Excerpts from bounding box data
** Begin **
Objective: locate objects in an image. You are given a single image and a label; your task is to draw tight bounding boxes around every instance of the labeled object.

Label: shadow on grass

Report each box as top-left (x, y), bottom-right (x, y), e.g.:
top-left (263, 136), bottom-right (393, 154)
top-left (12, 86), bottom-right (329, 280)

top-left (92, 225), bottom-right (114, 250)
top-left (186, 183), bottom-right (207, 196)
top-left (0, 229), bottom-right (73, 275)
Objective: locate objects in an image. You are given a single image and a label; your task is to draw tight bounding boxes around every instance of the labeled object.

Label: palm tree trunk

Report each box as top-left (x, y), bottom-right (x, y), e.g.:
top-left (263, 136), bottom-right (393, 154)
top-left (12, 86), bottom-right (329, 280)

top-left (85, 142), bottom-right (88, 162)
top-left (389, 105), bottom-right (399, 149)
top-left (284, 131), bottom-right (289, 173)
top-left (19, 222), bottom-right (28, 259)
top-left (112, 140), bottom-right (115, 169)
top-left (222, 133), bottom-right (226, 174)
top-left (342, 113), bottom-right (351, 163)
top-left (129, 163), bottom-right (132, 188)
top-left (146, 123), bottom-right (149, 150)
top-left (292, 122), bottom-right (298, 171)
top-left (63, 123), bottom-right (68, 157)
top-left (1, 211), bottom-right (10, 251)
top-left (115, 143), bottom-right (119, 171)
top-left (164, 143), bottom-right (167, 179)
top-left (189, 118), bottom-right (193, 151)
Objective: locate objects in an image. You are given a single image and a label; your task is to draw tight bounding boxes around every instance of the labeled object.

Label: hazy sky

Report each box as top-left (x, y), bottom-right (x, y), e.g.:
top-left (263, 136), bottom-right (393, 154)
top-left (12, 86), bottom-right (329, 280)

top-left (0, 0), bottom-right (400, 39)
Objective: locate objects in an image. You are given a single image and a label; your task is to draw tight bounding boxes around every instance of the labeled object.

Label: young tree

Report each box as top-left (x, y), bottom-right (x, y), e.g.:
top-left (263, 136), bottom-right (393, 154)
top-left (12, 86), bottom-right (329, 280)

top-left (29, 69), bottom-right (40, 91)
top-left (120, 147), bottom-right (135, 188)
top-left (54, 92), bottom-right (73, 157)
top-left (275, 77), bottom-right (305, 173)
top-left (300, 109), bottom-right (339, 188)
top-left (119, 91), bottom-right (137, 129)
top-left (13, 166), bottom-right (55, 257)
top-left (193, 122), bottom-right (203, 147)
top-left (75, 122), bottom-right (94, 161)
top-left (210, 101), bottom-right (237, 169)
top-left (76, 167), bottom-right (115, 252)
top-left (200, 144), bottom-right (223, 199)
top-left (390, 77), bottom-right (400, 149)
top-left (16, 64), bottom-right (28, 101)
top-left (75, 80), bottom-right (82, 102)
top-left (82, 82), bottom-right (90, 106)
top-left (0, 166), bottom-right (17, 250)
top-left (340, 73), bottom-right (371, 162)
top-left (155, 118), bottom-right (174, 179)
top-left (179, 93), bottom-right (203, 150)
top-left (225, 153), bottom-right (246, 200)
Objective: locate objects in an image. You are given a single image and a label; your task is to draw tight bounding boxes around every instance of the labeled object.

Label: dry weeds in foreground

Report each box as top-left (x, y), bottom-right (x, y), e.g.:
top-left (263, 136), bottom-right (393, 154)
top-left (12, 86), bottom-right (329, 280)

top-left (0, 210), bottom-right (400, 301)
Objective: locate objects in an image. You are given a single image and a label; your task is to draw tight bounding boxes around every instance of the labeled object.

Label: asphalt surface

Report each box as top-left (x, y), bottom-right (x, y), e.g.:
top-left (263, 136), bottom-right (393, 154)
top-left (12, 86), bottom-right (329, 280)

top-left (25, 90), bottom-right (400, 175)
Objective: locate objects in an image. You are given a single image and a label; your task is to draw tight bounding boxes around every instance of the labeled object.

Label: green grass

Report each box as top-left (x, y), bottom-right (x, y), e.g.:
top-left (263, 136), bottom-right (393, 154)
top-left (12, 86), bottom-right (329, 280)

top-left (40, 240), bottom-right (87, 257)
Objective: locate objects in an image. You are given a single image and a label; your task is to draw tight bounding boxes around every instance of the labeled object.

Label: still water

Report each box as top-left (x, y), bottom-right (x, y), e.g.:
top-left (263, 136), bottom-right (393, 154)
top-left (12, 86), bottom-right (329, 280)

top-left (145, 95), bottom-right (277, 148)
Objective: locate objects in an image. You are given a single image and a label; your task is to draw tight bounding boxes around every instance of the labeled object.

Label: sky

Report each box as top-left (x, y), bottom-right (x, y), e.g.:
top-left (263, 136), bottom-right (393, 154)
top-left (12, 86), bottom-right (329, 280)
** End **
> **Required task**: Reproduce every item above verbatim, line for line, without altering anything.

> **Written solution**:
Objective: locate objects in an image. You are given a single image and a label; your task is to draw tight bounding boxes around every instance of the labeled object.

Label: shadow on grass

Report each box as top-left (x, y), bottom-right (x, y), e.g.:
top-left (263, 136), bottom-right (393, 154)
top-left (12, 86), bottom-right (329, 280)

top-left (92, 225), bottom-right (114, 250)
top-left (186, 183), bottom-right (207, 196)
top-left (0, 229), bottom-right (73, 275)
Objective: locate objects in an image. You are given a single image and a label; your task is to draw tight bounding boxes around every instance of the labeled object.

Label: palm tree trunk

Report each box as top-left (x, y), bottom-right (x, y), e.g.:
top-left (263, 136), bottom-right (393, 154)
top-left (12, 86), bottom-right (329, 280)

top-left (85, 142), bottom-right (88, 162)
top-left (389, 105), bottom-right (399, 149)
top-left (284, 131), bottom-right (289, 173)
top-left (19, 222), bottom-right (28, 259)
top-left (112, 140), bottom-right (115, 169)
top-left (222, 133), bottom-right (226, 174)
top-left (342, 113), bottom-right (351, 163)
top-left (129, 163), bottom-right (132, 188)
top-left (146, 123), bottom-right (149, 150)
top-left (292, 122), bottom-right (298, 171)
top-left (63, 123), bottom-right (68, 157)
top-left (1, 211), bottom-right (10, 251)
top-left (115, 143), bottom-right (119, 171)
top-left (164, 143), bottom-right (167, 179)
top-left (189, 118), bottom-right (193, 151)
Objective: locate objects in an image. You are given a single image and a label; your task is to draw tight bounding boxes around every instance of the labeled object.

Label: hazy sky

Report each box as top-left (x, y), bottom-right (x, y), e.g.:
top-left (263, 136), bottom-right (393, 154)
top-left (12, 86), bottom-right (329, 280)

top-left (0, 0), bottom-right (400, 39)
Objective: locate objects in an image. You are given a single image and a label; your task is to draw tight bounding boxes around every instance of the labeled object.

Label: young tree

Report each box as top-left (x, y), bottom-right (x, y), e.g.:
top-left (263, 136), bottom-right (393, 154)
top-left (12, 86), bottom-right (329, 280)

top-left (29, 69), bottom-right (40, 91)
top-left (120, 147), bottom-right (135, 188)
top-left (54, 92), bottom-right (73, 157)
top-left (275, 77), bottom-right (305, 173)
top-left (300, 109), bottom-right (339, 188)
top-left (119, 91), bottom-right (137, 129)
top-left (13, 166), bottom-right (55, 257)
top-left (193, 122), bottom-right (203, 147)
top-left (75, 122), bottom-right (94, 161)
top-left (210, 101), bottom-right (237, 169)
top-left (76, 167), bottom-right (115, 252)
top-left (200, 144), bottom-right (223, 199)
top-left (390, 77), bottom-right (400, 149)
top-left (16, 64), bottom-right (28, 101)
top-left (75, 80), bottom-right (82, 102)
top-left (82, 82), bottom-right (90, 106)
top-left (0, 166), bottom-right (17, 250)
top-left (340, 73), bottom-right (371, 162)
top-left (155, 118), bottom-right (174, 179)
top-left (179, 93), bottom-right (203, 150)
top-left (225, 153), bottom-right (246, 200)
Objective: locate objects in an image. You are given a single image and a label; your task is to draw tight bounding boxes around every instance of the labeled object.

Label: dry weeds in foreground

Report each box as top-left (x, y), bottom-right (x, y), e.g.:
top-left (263, 136), bottom-right (393, 154)
top-left (12, 86), bottom-right (329, 280)

top-left (0, 210), bottom-right (400, 301)
Objective: locate objects in an image. You are given a single image and a label; your task is to draw tight bounding boxes around every instance of the labeled object.

Label: asphalt surface

Report each box as top-left (x, y), bottom-right (x, y), e.g.:
top-left (263, 136), bottom-right (393, 154)
top-left (12, 86), bottom-right (329, 280)

top-left (25, 90), bottom-right (400, 175)
Objective: locate objects in an image. You are given a single image and a label; your task is to draw tight bounding boxes around every instance of the labeled object.

Label: green grass

Report each box as top-left (x, y), bottom-right (x, y), e.g.:
top-left (263, 136), bottom-right (393, 154)
top-left (12, 86), bottom-right (329, 280)

top-left (40, 240), bottom-right (87, 257)
Objective: locate objects in an image. You are given a single image and a label; your task is to draw tight bounding boxes around every instance of the labeled object.

Label: still water

Report each box as top-left (x, y), bottom-right (x, y), e.g.:
top-left (263, 136), bottom-right (393, 154)
top-left (12, 86), bottom-right (329, 280)

top-left (145, 95), bottom-right (277, 148)
Objective: locate objects in an image. You are given a single image and a label; your task is to draw tight bounding boxes around every instance of the labeled object.

Label: sky

Report each box as top-left (x, y), bottom-right (x, y), e.g.:
top-left (263, 136), bottom-right (393, 154)
top-left (12, 86), bottom-right (329, 280)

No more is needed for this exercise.